--- BEGIN Document ---
Code Monkey home page Code Monkey logo

gestures3d's Introduction

Gesture Recognition using RGBD Intel Realsense Camera

This repository contains code for 3D gesture recognition using a RGBD intel realsense camera, the YOLOv7 model for skeleton detection, and st-gcn for action recognition.

Introduction

This project aims to recognize human gestures in a 3D space using an RGBD intel realsense camera. We use the YOLOv7 pose model for skeleton detection and st-gcn for action recognition.

The pipeline for the gesture recognition is as follows:

  1. Use the RGBD camera to capture a sequence of rgb and depth frames.
  2. Extract the skeleton information from each rgb frame using the YOLOv7 model.
  3. Combine the 2D skeleton data and the depth to get the 3D skeleton.
  4. Convert the 3D skeleton information into a graph representation.
  5. Feed the graph representation into the ST-GCN model to recognize the gesture.

Aircraft Marshalling Signals Example

Aircraft Marshalling Signals

Aircraft Marshalling Signals

Installation

  1. Clone the repository:
git clone https://github.com/javierganan99/gestures3D.git
  1. Download the docker container image (recommended):
sudo docker pull fjganan/gestures3d:latest
  1. Navigate to the souce folder of the project:
cd your_path_to_repo_parent_folder/gestures3D
  1. Download the pre-trained models:
mkdir weights && cd weights

YOLOv7 pose model for skeleton detection

wget --no-check-certificate 'https://docs.google.com/uc?export=download&id=1KPu864GqracT9QjiWED-X85kte5T8-1x' -O yolov7-w6-pose.pt

ST-GCN trained for 6 aircraft marshalling signals

wget --no-check-certificate 'https://docs.google.com/uc?export=download&id=1ivZv5z8ZgFCgD17OSHm8Ezms9ACWAnMu' -O model_gestures

Usage

Docker activation

  1. Navigate to the souce folder of the project:
cd your_path_to_repo_parent_folder/gestures3D
  1. Run de docker container corresponding to the image:
xhost + # Grant permission to any client to connect to the X server
sudo docker run -it --rm --privileged -v /dev:/dev -v .:/action3d -e DISPLAY=$DISPLAY -v /tmp/.X11-unix:/tmp/.X11-unix fjganan/gestures3d

Note: To use your gpu you could add the option "--gpus all" to the previous command. To connect it with docker, you could install the NVIDIA Container Toolkit. Check the following link for instructions: https://docs.nvidia.com/datacenter/cloud-native/container-toolkit/install-guide.html#install-guide. The docker container includes the driver for the intel realsense camera. If you don´t use the container, check the following link for the driver installation: https://github.com/IntelRealSense/librealsense.git

Gesture detection

To predict from RGB and Depth images to gestures:

python3 gestures_pedict.py --source rs

--source argument could be a folder containing both "color" and "depth" folders (containing rgb and depth images, respectively), or rs to perform inference directly using an intel realsense camera.
--- END Document ---
--- BEGIN Entries ---
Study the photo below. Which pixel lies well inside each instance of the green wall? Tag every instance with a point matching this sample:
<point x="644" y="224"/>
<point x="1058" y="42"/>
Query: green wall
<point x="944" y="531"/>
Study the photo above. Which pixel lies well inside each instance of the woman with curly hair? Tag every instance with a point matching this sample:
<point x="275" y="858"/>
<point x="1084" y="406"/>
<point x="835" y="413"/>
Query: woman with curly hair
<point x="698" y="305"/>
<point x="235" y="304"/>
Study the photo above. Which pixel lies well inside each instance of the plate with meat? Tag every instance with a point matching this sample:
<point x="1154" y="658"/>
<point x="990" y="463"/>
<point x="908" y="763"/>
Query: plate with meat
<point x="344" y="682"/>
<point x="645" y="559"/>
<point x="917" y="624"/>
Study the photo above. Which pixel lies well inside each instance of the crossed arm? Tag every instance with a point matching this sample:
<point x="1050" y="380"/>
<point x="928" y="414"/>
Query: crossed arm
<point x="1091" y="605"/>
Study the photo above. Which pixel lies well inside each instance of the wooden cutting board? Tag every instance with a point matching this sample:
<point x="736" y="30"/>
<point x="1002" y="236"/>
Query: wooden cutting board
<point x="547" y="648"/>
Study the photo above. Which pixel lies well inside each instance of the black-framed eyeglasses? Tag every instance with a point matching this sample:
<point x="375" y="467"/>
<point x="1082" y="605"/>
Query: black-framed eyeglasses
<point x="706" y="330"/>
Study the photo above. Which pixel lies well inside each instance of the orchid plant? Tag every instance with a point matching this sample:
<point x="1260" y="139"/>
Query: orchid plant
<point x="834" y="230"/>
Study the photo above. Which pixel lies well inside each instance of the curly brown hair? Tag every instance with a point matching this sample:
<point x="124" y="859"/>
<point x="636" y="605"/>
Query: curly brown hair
--- END Entries ---
Does each statement below agree with the gesture recognition page? Answer yes or no for each, quoting the words of the page that decide it.
(a) The skeleton is detected with the YOLOv7 pose model.
(b) Users of the docker container must install the camera driver on their own.
(c) The pre-trained ST-GCN model covers ten aircraft marshalling signals.
These entries were taken from a different source.

• **Exercise result**:
(a) Yes: "We use the YOLOv7 pose model for skeleton detection"
(b) No: "The docker container includes the driver for the intel realsense camera."
(c) No: "ST-GCN trained for 6 aircraft marshalling signals"